TASK TO CARRY OUT — Can you rewrite all the entries below as a two-column CSV with the header input,output, one row per entry, putting its text under input and its answer under output? Put each value in a single quoted field, with line breaks replaced by spaces.

## begin

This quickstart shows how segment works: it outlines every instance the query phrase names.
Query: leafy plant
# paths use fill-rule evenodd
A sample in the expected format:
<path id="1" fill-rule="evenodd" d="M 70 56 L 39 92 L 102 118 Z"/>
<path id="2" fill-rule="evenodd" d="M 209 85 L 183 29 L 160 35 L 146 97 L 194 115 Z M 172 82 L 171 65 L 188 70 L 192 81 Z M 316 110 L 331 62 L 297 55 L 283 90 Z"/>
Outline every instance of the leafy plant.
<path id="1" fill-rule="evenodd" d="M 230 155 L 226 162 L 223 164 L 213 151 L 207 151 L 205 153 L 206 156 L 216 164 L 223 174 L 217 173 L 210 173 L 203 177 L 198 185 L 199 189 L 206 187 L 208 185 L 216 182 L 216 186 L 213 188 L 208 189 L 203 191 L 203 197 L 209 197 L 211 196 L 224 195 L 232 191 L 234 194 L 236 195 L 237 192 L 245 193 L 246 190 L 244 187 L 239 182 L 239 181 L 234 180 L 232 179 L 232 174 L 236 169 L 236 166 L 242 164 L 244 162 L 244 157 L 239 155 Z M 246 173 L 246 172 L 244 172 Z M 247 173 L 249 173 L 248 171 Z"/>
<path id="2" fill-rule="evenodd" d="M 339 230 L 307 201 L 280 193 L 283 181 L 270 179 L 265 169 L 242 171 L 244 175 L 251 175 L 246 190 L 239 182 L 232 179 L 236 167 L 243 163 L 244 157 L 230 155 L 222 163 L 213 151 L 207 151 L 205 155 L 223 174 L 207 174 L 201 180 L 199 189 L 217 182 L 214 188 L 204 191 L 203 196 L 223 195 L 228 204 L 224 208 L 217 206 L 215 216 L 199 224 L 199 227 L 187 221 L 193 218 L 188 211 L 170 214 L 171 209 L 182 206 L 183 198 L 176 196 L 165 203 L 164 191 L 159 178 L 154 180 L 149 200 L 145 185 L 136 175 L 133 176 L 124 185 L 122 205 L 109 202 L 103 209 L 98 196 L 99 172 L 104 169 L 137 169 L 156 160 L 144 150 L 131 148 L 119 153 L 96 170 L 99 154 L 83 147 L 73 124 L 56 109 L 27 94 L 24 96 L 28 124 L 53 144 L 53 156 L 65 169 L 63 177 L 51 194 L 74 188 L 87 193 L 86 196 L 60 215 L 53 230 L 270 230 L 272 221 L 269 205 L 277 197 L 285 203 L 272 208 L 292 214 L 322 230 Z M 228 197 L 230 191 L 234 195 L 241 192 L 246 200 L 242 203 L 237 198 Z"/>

## end

EXERCISE ANSWER —
input,output
"This quickstart shows how segment works: it outlines every instance the query phrase names. Query: leafy plant # paths use fill-rule evenodd A sample in the expected format: <path id=""1"" fill-rule=""evenodd"" d=""M 70 56 L 39 92 L 102 118 Z""/> <path id=""2"" fill-rule=""evenodd"" d=""M 209 85 L 183 29 L 160 35 L 146 97 L 194 115 Z M 172 82 L 171 65 L 188 70 L 192 81 Z M 316 110 L 331 62 L 297 55 L 283 90 Z""/> Outline every instance of the leafy plant.","<path id=""1"" fill-rule=""evenodd"" d=""M 230 155 L 226 162 L 223 164 L 213 151 L 207 151 L 205 153 L 206 156 L 216 164 L 223 174 L 217 173 L 210 173 L 203 177 L 198 185 L 199 189 L 206 187 L 208 185 L 216 182 L 216 186 L 213 188 L 208 189 L 203 191 L 203 197 L 209 197 L 211 196 L 224 195 L 232 191 L 234 194 L 236 195 L 237 192 L 245 193 L 246 190 L 244 187 L 239 182 L 239 181 L 234 180 L 232 179 L 232 174 L 236 169 L 236 166 L 242 164 L 244 162 L 244 157 L 239 155 Z M 246 173 L 246 172 L 244 172 Z M 247 173 L 249 173 L 248 171 Z""/> <path id=""2"" fill-rule=""evenodd"" d=""M 339 230 L 307 201 L 280 193 L 283 181 L 270 179 L 265 169 L 242 171 L 244 175 L 251 175 L 246 190 L 239 182 L 232 179 L 236 167 L 243 163 L 244 157 L 230 155 L 222 163 L 213 151 L 207 151 L 205 155 L 223 174 L 207 174 L 201 180 L 199 189 L 217 182 L 214 188 L 204 191 L 203 196 L 223 195 L 228 204 L 224 208 L 217 206 L 215 216 L 199 224 L 199 227 L 187 221 L 193 218 L 188 211 L 170 214 L 171 209 L 182 206 L 183 198 L 176 196 L 165 203 L 164 191 L 159 178 L 154 180 L 149 200 L 145 185 L 136 175 L 133 176 L 124 185 L 122 205 L 109 202 L 103 209 L 98 196 L 99 172 L 104 169 L 137 169 L 156 160 L 144 150 L 131 148 L 119 153 L 96 170 L 99 154 L 83 147 L 73 124 L 56 109 L 27 94 L 24 96 L 28 124 L 53 144 L 53 156 L 65 169 L 63 177 L 51 194 L 74 188 L 87 193 L 86 196 L 60 215 L 53 230 L 270 230 L 272 221 L 269 205 L 277 197 L 285 203 L 272 208 L 292 214 L 322 230 Z M 228 197 L 230 191 L 234 195 L 241 192 L 246 200 L 242 203 L 237 198 Z""/>"